Directions >> Each entry in the material below should be reproduced exactly.

[Start of section]

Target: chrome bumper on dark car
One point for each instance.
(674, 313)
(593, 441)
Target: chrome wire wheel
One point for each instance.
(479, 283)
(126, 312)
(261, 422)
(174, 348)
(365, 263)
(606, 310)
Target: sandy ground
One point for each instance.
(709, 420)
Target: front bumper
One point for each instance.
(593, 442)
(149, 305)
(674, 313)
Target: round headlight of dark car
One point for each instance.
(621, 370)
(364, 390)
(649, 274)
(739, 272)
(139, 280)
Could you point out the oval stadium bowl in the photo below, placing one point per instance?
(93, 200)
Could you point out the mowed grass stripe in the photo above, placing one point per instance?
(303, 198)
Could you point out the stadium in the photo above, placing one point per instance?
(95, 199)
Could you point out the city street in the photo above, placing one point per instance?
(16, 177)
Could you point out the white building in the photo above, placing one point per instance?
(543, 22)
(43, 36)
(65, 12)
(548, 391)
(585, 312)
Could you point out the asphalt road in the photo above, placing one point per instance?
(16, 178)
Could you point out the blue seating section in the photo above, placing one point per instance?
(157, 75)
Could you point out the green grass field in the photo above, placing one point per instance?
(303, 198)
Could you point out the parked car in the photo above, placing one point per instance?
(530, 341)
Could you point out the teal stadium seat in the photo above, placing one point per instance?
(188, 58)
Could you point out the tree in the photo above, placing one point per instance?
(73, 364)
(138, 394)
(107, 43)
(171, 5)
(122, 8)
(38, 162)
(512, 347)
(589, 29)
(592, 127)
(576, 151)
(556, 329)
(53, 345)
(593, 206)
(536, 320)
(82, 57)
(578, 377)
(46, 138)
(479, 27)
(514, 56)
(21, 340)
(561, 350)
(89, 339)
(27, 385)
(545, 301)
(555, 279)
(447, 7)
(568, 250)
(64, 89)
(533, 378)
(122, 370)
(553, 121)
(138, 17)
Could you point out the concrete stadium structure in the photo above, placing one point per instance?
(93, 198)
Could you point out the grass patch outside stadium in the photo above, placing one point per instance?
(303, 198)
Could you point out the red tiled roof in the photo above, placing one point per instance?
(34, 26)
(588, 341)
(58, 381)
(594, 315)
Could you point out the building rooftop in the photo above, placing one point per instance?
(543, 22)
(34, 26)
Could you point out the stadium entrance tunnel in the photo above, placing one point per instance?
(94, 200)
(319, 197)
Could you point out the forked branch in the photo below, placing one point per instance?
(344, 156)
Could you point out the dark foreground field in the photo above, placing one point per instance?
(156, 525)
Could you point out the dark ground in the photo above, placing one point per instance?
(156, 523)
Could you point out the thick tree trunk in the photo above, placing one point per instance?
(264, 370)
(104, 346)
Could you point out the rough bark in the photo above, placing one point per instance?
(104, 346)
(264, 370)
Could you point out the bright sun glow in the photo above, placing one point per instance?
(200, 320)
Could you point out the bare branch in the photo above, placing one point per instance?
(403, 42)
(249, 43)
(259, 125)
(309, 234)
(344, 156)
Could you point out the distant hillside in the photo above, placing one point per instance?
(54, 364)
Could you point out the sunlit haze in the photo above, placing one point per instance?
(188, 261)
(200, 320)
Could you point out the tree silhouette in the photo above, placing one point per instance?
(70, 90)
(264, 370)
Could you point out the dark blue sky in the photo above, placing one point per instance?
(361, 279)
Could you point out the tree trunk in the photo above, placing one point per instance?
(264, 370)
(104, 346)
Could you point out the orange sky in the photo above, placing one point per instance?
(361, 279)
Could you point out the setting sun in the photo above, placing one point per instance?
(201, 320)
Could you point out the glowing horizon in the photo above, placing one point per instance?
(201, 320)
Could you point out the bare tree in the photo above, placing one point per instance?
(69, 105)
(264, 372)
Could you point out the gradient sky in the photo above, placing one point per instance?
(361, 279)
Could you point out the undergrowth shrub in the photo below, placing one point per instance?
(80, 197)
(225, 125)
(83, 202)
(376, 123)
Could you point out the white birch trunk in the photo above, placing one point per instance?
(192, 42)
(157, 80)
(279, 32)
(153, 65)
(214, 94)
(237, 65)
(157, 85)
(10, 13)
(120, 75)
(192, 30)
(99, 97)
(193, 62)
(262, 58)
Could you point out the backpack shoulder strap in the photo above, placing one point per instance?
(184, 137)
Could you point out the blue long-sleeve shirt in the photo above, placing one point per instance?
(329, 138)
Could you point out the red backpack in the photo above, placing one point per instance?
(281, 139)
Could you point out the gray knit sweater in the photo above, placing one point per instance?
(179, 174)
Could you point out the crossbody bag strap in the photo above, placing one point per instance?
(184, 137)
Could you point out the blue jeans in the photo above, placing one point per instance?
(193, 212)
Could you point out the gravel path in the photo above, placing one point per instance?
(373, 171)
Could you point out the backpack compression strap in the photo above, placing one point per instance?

[End of section]

Response to this task >>
Target: chrome bumper on dark car
One point for each instance.
(674, 313)
(593, 441)
Target: chrome wire wheel
One point for each instance.
(479, 283)
(126, 312)
(261, 422)
(174, 348)
(365, 263)
(606, 310)
Target: sandy ground
One point for each instance.
(709, 420)
Target: front bumper
One point for each instance.
(593, 442)
(149, 305)
(674, 313)
Target: round headlight of dark car
One point for each instance.
(621, 370)
(364, 390)
(649, 274)
(739, 272)
(139, 280)
Could you point out the oval stadium bowl in the photo below, placing one point per instance?
(93, 200)
Could you point out the mowed grass stripe in the photo above, placing one point per instance?
(303, 198)
Could you point out the stadium in the photo above, placing one point per instance?
(95, 199)
Could you point out the city street in the photo above, placing one point per instance?
(16, 177)
Could you point out the white building in the photo above, placing one point per instance?
(543, 22)
(43, 36)
(65, 12)
(548, 391)
(585, 312)
Could you point out the asphalt road in the photo above, placing one point per instance?
(16, 178)
Could you point out the blue seating section in the photo above, placing one point per instance?
(157, 75)
Could you point out the green grass field in the photo above, placing one point per instance?
(303, 198)
Could you point out the parked car in the photo above, placing one point per instance?
(530, 341)
Could you point out the teal stadium seat in the photo above, placing one point per instance?
(188, 58)
Could you point out the tree in the photo above, placing one point per instance?
(73, 364)
(138, 394)
(107, 43)
(171, 5)
(122, 8)
(38, 162)
(512, 347)
(589, 29)
(592, 127)
(576, 151)
(556, 329)
(53, 345)
(593, 206)
(536, 320)
(82, 57)
(578, 377)
(46, 138)
(479, 27)
(514, 56)
(21, 340)
(561, 350)
(89, 339)
(27, 385)
(545, 301)
(555, 279)
(447, 7)
(568, 250)
(64, 89)
(533, 378)
(122, 370)
(553, 121)
(138, 17)
Could you point out the concrete stadium structure in the photo above, placing one point per instance?
(93, 198)
Could you point out the grass patch outside stadium in the photo above, placing one point per instance?
(303, 198)
Could you point out the red tiled roof in the photo above, placing one point per instance?
(34, 26)
(588, 341)
(58, 381)
(594, 315)
Could you point out the building rooftop in the photo above, placing one point per instance?
(543, 22)
(34, 26)
Could you point out the stadium entrance tunnel in the photo above, placing one point per instance?
(94, 200)
(319, 197)
Could you point out the forked branch in the photo below, placing one point per instance?
(344, 156)
Could you point out the dark foreground field in the photo above, placing one point per instance?
(156, 525)
Could you point out the dark ground in the photo above, placing one point per instance?
(156, 523)
Could you point out the thick tree trunk in the photo above, placing one point per instance?
(264, 370)
(104, 346)
Could you point out the rough bark in the photo above, placing one point per instance?
(104, 346)
(264, 370)
Could you point out the bright sun glow in the photo above, placing one point per instance?
(200, 320)
Could you point out the bare branch in the photo above, placing one point per instance?
(403, 42)
(249, 43)
(259, 125)
(309, 234)
(344, 156)
Could you point out the distant hillside in the photo above, placing one point per instance?
(54, 364)
Could you point out the sunlit haze in the photo above, placing one point per instance?
(188, 261)
(200, 320)
Could you point out the tree silhouette in the photo above, placing one point per instance?
(70, 90)
(264, 370)
Could you point out the dark blue sky in the photo above, placing one point per instance?
(361, 279)
Could you point out the tree trunk in the photo above, placing one point per instance?
(264, 370)
(104, 346)
Could you point out the orange sky in the photo above, placing one point per instance?
(361, 279)
Could you point out the setting sun in the photo above, placing one point per instance?
(201, 320)
Could you point out the glowing horizon in the photo above, placing one point per instance?
(201, 320)
Could you point out the bare tree in the photo above, placing one point per instance?
(69, 105)
(264, 372)
Could you point out the gradient sky in the photo above, placing one point per instance?
(361, 279)
Could you point out the undergrowth shrub in the photo below, placing one point per instance?
(80, 197)
(225, 125)
(83, 202)
(376, 123)
Could you point out the white birch trunk in the photo above, placing one point per instance?
(192, 42)
(157, 80)
(279, 32)
(153, 65)
(214, 94)
(237, 65)
(157, 85)
(10, 13)
(120, 75)
(192, 30)
(99, 97)
(193, 62)
(262, 58)
Could you point out the backpack shoulder strap in the photo above, placing one point per instance?
(184, 137)
Could you point out the blue long-sleeve shirt in the photo above, placing one point per instance?
(329, 138)
Could you point out the red backpack in the photo above, placing one point per instance?
(281, 139)
Could you point out the gray knit sweater in the photo above, placing one point per instance?
(179, 174)
Could you point out the crossbody bag strap in the photo above, placing one point per instance?
(184, 137)
Could you point out the blue jeans in the photo above, placing one point per instance?
(193, 212)
Could you point out the gravel path in the photo above, placing one point per instance?
(373, 171)
Could you point out the backpack compression strap in the photo above, placing one point per instance?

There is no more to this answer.